RECORDS SUPPLIED

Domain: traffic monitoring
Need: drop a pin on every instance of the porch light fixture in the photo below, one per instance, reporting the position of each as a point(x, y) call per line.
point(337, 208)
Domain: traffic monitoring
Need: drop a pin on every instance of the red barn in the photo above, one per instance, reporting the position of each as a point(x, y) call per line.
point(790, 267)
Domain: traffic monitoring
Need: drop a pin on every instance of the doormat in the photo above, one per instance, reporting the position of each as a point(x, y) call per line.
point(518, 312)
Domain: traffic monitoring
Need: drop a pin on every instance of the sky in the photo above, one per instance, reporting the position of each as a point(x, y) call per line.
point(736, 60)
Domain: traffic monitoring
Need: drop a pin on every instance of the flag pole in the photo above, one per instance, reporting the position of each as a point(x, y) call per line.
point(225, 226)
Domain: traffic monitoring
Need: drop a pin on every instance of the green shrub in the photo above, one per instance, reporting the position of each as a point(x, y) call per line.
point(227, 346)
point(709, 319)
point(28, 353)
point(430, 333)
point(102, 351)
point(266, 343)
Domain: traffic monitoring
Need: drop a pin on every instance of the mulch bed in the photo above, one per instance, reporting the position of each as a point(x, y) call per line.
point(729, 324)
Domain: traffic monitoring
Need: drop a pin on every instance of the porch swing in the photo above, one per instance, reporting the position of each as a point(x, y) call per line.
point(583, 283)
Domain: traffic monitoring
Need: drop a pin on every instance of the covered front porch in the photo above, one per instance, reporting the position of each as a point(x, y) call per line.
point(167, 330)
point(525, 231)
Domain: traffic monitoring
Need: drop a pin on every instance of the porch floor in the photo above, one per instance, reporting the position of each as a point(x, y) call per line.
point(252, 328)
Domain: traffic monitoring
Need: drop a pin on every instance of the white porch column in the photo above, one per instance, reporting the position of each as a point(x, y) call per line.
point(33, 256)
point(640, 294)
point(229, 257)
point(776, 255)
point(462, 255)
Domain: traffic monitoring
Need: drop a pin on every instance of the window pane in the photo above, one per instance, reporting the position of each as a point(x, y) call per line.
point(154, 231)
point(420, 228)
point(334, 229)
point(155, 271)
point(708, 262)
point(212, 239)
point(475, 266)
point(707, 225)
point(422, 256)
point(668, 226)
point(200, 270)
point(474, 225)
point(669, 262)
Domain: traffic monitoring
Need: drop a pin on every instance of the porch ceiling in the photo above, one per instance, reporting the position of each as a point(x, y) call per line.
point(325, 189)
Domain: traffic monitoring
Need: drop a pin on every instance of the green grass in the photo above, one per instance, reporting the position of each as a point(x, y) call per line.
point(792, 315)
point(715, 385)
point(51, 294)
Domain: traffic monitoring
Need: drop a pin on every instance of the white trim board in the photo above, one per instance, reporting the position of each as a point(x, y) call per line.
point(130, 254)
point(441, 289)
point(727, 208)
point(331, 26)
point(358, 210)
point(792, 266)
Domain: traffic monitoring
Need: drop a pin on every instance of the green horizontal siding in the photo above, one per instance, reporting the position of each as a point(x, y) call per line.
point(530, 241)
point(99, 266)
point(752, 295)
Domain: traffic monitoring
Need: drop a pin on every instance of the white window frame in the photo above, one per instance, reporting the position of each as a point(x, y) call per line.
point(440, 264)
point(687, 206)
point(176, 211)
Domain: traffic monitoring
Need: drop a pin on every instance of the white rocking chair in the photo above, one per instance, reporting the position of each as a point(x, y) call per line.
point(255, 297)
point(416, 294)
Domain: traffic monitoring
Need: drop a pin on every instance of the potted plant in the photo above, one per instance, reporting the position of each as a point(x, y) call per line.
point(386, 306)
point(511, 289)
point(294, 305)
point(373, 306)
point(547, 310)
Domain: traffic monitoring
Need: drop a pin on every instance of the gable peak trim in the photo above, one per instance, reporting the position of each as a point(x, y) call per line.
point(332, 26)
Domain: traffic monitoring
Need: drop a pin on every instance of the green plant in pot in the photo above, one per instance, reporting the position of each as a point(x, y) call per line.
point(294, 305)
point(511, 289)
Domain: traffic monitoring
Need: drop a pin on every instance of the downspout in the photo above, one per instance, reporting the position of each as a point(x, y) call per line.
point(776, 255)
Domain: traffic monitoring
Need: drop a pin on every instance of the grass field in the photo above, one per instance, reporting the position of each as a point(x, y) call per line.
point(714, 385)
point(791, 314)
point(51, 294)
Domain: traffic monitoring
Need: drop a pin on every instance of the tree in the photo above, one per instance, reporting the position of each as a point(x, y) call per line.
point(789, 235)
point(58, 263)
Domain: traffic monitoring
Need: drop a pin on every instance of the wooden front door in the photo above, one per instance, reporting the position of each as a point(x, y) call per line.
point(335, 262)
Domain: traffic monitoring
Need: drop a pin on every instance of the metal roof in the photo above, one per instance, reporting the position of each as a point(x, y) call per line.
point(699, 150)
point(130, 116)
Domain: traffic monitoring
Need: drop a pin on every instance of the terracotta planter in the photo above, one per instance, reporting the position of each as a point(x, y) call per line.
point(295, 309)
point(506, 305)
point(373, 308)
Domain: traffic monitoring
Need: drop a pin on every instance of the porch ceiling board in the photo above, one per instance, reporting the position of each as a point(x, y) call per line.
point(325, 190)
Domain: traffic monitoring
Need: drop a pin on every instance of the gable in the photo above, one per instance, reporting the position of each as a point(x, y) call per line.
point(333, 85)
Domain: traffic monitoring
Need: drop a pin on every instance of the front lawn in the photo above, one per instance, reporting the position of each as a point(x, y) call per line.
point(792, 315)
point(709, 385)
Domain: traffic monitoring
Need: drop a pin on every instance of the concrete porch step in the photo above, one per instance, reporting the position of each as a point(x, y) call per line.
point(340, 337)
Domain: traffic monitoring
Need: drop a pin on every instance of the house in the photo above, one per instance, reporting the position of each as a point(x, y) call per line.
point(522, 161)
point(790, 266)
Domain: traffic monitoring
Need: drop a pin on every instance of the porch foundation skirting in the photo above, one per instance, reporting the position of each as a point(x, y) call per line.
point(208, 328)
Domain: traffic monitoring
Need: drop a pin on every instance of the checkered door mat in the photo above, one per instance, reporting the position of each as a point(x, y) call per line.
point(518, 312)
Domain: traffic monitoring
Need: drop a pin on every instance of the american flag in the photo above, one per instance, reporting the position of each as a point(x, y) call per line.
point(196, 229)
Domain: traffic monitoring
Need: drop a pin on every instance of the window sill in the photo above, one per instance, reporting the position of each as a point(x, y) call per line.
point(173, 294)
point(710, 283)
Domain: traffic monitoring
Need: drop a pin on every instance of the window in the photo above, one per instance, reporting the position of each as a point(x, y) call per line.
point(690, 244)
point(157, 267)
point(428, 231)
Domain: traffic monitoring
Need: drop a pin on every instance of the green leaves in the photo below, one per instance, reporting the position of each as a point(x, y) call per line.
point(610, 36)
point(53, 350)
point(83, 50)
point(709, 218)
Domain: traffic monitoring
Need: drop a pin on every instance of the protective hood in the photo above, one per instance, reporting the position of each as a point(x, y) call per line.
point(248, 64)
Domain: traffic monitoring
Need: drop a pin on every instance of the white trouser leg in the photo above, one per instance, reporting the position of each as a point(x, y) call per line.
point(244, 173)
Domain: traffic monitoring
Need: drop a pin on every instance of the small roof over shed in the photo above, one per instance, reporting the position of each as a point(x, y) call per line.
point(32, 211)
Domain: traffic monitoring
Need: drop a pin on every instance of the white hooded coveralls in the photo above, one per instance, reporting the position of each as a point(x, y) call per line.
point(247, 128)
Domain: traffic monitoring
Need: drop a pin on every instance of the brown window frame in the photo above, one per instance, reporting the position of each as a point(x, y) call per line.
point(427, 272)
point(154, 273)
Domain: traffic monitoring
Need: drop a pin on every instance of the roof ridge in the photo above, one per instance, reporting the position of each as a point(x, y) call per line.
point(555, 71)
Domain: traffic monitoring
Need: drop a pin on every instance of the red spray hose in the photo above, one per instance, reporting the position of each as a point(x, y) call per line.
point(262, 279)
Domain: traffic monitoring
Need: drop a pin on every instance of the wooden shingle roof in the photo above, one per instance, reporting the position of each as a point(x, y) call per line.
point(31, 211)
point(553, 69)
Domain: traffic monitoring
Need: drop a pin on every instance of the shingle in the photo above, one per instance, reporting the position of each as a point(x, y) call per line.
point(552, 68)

JOB
Copy the rows word for word, starting at the first line above and ending at the line containing "point(337, 208)", with both of those lines included.

SOLUTION TO THIS EXERCISE
Domain: traffic monitoring
Need: drop a pin on every instance of the porch light fixture in the photo below, one per instance, reporting the position of each as a point(x, y) call per line.
point(337, 208)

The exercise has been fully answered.